### STATED TASK A:
In the passage on coal gas, in what year did the first public gasworks open in London?

### DOCUMENT SECTION:
* Begin *

It was these costs that meant that, apart from one or two affluent enthusiasts, the initial producers and consumers of coal gas were almost exclusively mills and factories. This began to change in 1814 with the opening of the first public gasworks in London, the purpose of which was to produce and distribute gas to private consumers for the purposes of lighting.14 At first, these consumers were limited to affluent individuals and local councils, the latter using it to deliver the new public service of streetlighting.15 However, as further gasworks opened and expanded, the price of coal gas fell and domestic gaslighting became increasingly widespread.16 The manufacturing and distribution systems for coal gas subsequently became known as ‘town gas networks’, each typically serving a single town or district and consisting of an array of buried pipes that connected dispersed consumers to a central gasworks. By 1819, town gas networks had been established in the cities of Bath, Birmingham, Bristol, Cheltenham, Edinburgh, Exeter, Glasgow, Leeds, Liverpool, London, Preston, and Manchester.17 By 1882, this number had risen to over 500.18

Even before the debut of town gas networks however, challenges had emerged concerning the balancing of demand and supply for gas. In mills and factories (as within town networks from 1814 onward), artificial light was generally required only during the hours of darkness and daily demand was characterised by a pronounced evening peak.19 Conversely, patterns of production required consistency across the day. Manufacturing processes were often slow to start, with retorts taking time to heat up. These devices also did not react well to rapid alterations in operating procedures and gas workers therefore had to gradually heat their retorts and produce gas over extended periods.20 This resulted in a diurnal disconnect between the timings of peak gas demand and the timings of supply.

* End *

### DATA:
* Begin *

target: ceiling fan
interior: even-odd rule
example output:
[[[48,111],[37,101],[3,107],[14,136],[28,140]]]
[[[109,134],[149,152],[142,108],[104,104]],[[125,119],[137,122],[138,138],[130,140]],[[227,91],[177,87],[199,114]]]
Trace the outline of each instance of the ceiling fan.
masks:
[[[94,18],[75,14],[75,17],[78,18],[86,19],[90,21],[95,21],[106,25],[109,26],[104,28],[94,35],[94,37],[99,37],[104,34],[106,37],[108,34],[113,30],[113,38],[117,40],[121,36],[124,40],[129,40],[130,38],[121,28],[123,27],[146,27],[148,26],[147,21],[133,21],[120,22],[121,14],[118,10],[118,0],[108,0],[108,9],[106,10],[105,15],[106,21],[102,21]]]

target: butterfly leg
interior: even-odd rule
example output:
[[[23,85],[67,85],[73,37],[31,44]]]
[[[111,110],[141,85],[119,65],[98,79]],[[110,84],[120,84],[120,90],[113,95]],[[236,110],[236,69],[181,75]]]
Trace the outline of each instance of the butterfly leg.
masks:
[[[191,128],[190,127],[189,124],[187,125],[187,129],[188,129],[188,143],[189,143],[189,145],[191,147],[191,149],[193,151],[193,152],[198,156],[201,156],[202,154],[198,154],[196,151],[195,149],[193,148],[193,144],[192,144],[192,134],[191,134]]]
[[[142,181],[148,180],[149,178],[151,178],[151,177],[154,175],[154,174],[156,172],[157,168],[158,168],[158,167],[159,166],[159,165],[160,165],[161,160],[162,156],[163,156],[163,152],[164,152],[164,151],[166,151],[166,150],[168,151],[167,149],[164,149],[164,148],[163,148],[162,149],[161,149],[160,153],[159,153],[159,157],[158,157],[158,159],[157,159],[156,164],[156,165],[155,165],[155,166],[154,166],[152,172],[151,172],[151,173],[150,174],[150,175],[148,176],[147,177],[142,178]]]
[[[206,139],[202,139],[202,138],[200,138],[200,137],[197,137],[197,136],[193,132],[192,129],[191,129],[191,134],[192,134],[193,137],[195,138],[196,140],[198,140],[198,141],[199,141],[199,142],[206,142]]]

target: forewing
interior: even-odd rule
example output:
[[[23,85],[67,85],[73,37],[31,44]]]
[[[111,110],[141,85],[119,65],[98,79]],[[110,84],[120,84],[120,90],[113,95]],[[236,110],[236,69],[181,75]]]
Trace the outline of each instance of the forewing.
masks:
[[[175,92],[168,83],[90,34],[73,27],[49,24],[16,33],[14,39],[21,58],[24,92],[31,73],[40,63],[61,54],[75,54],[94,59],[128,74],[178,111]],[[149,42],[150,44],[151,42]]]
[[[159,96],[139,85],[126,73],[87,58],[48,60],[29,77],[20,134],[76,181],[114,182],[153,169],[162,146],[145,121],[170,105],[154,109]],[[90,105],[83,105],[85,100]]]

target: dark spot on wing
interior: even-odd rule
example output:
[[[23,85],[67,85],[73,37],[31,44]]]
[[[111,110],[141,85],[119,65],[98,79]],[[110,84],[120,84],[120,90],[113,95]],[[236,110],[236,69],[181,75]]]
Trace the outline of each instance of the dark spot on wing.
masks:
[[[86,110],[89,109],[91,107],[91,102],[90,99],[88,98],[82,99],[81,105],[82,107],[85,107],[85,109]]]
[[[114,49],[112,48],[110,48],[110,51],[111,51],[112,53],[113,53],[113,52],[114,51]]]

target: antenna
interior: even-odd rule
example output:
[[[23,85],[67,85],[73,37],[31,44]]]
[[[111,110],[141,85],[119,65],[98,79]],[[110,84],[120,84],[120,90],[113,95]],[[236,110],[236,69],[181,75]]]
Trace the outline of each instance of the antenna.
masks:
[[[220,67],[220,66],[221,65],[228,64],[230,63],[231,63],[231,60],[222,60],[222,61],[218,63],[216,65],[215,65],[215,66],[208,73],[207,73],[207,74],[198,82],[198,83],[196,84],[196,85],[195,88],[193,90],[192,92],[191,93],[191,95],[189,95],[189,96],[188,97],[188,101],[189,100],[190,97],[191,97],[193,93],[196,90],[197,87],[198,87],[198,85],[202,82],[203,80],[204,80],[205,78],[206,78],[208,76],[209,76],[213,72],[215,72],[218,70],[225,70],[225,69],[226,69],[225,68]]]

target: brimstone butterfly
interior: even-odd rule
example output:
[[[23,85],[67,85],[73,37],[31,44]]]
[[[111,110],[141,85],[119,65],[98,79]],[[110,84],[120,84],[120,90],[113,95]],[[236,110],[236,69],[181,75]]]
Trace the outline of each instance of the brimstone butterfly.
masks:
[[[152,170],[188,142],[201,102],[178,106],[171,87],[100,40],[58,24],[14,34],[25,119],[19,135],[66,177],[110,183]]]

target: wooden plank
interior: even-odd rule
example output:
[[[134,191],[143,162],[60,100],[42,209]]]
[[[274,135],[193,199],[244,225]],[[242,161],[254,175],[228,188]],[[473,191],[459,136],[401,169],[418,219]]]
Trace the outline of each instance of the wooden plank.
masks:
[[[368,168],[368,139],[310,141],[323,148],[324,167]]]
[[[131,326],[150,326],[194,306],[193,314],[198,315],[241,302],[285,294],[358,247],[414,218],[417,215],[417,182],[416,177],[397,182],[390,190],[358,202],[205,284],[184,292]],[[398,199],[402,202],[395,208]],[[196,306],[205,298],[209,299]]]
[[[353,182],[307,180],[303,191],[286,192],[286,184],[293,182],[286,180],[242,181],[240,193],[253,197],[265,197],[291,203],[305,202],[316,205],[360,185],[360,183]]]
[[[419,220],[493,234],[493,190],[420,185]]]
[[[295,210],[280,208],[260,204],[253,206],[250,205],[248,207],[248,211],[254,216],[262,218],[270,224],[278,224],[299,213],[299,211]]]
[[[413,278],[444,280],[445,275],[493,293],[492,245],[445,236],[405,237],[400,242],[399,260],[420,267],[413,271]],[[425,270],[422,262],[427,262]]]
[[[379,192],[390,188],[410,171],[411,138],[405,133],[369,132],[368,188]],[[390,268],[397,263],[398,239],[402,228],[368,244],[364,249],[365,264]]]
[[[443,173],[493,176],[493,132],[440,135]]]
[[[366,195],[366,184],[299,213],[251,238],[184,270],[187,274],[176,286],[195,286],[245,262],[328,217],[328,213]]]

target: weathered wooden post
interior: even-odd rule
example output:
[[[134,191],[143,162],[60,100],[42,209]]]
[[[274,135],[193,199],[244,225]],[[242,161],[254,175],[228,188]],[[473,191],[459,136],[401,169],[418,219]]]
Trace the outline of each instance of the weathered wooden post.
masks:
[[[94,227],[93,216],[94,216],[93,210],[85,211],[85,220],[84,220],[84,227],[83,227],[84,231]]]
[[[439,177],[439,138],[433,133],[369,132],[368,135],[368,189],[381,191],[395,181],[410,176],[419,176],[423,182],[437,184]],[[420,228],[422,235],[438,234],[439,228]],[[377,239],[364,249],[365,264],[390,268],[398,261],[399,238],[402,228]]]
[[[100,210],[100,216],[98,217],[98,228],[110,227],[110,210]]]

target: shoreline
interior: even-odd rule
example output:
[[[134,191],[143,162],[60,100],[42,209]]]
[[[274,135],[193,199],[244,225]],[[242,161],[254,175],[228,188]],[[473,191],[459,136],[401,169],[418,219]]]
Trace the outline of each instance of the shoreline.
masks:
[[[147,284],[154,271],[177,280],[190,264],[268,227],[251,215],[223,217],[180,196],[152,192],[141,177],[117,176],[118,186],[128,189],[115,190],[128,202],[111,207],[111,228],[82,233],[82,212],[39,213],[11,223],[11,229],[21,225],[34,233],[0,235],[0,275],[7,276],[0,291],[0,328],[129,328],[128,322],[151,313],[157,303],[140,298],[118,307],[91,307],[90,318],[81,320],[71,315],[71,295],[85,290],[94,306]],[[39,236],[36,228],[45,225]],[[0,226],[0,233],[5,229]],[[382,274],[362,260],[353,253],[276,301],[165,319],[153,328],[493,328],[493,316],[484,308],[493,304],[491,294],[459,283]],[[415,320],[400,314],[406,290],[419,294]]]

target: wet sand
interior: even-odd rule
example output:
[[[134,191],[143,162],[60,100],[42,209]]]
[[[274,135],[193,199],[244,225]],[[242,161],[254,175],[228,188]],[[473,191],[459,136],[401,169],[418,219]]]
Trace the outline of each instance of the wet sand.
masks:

* End *

### STATED TASK B:
Pull out every line of the listing that contains the word "ceiling".

### FULL SOLUTION A:
1814

### FULL SOLUTION B:
target: ceiling fan
Trace the outline of each instance of the ceiling fan.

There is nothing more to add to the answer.